> PAGE EXTRACT:
══════════════════════════════
A Clean Harbors Environmental Services employee pours a bucket of chemicals into a large drum during household hazardous wate collection day held at Daniel Boone High School Saturday. (Amanda Marsh/Johnson City Press)
Hazardous waste collection day to be held at Daniel Boone High School May 4
Apr 24, 2013 at 9:02 AM
If you’ve been holding on to some old chemicals or medications and are not quite sure what to do with them, the Tennessee Department of Environment and Conservation might have just the solution for you.
The TDEC’s mobile household hazardous waste collection service will be heading to Washington County on May 4 from 9 a.m. until 1 p.m. at Daniel Boone High School, 1440 Suncrest Drive in Gray.
According to a TDEC news release, the mobile household hazardous waste collection service was started in 1993 and has disposed of more than 20 million pounds of hazardous material, which are items considered flammable, toxic, reactive and/or corrosive and cannot be placed in the regular garbage.
Charles Baines, director of solid waste and recycling at the Washington County Solid Waste Department, said the mobile collections service visits the county each year.
“They come into each county and they do a hazardous waste collection ... in one day. They collect all of the stuff that we don’t take during the week at the convenience centers –– pesticides, chemicals, old gasoline, kerosene,” Baines said. “All you do is drive in the parking lot and pop your trunk lid open and the contractors that the state (contracted) to do this ... they pick it up, get it out of your car and unload it for you and take care of it. They put it in special containers and barrels and ... load it on a big truck.”
According to the release, items that will be accepted at the collections day include cleaning fluids, pesticides, mercury thermometers and thermostats, fluorescent bulbs, lithium and button batteries, aerosols, adhesives, medications, brake fluid, swimming pool chemicals and paint thinner.
Items that will not be accepted include ammunition, explosives, alkaline batteries, paint, electronics, medical waste and any items from a school, commercial business or agri-business.
“We take paint all the time, so they won’t take paint, oil or antifreeze or rechargeable batteries or car batteries. They won’t take the stuff that we take every day at the convenience centers,” Baines said. “We usually have a real good turnout, but since we’ve started taking so much of the stuff now, daily, at the convenience centers, recycling centers, there’s not near as many people ... (that) come out that day because they don’t have that much stuff ... to get rid of.”
══════════════════════════════
> RECORDS SUPPLIED:
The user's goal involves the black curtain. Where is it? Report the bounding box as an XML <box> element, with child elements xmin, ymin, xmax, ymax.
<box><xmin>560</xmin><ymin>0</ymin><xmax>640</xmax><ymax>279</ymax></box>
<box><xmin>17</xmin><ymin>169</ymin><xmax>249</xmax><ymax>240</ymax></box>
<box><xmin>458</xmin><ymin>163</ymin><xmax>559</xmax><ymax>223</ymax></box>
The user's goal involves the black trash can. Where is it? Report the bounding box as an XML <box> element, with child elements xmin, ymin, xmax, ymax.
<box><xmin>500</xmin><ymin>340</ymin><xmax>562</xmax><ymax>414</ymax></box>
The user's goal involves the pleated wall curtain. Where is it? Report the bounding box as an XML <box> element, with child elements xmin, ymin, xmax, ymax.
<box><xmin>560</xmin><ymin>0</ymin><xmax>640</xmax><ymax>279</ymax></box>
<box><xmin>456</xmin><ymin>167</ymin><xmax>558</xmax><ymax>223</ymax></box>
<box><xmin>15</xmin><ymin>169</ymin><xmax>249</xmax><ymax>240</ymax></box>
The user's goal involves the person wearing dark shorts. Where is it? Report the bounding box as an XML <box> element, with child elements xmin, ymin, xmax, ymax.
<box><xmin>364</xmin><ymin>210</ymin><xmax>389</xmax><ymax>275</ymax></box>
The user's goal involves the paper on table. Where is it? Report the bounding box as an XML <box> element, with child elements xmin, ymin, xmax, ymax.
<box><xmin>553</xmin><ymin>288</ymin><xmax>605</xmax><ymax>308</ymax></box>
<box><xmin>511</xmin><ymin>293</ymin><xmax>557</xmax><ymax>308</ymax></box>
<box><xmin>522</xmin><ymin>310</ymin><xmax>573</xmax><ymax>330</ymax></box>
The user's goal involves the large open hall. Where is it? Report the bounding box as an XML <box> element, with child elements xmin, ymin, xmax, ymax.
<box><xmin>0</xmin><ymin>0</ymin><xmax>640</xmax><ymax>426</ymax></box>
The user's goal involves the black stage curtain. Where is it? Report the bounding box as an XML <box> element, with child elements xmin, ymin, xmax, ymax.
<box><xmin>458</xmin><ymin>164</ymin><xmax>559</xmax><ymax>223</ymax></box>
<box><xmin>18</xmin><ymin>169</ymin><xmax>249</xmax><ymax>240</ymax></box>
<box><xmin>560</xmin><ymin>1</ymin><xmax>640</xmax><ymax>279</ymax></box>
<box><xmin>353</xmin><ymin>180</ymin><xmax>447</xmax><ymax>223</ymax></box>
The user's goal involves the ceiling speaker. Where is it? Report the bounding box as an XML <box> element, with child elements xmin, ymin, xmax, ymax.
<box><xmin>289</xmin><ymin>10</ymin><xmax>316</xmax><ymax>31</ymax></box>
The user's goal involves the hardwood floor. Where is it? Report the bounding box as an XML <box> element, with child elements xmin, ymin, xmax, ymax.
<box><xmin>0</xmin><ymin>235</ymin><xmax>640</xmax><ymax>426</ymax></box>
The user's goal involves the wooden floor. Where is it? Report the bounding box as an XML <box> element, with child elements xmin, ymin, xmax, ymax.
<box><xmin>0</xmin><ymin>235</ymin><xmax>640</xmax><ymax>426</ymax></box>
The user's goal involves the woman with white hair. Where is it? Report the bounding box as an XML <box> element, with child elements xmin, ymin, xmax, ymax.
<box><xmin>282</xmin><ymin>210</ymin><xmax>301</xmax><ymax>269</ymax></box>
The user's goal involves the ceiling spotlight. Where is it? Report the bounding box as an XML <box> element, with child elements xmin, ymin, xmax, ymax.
══════════════════════════════
Reproduce word for word the part of the hazardous waste collection article that opens with "The TDEC’s mobile" and closes with "the regular garbage.".

> EXERCISE OUTPUT:
The TDEC’s mobile household hazardous waste collection service will be heading to Washington County on May 4 from 9 a.m. until 1 p.m. at Daniel Boone High School, 1440 Suncrest Drive in Gray.
According to a TDEC news release, the mobile household hazardous waste collection service was started in 1993 and has disposed of more than 20 million pounds of hazardous material, which are items considered flammable, toxic, reactive and/or corrosive and cannot be placed in the regular garbage.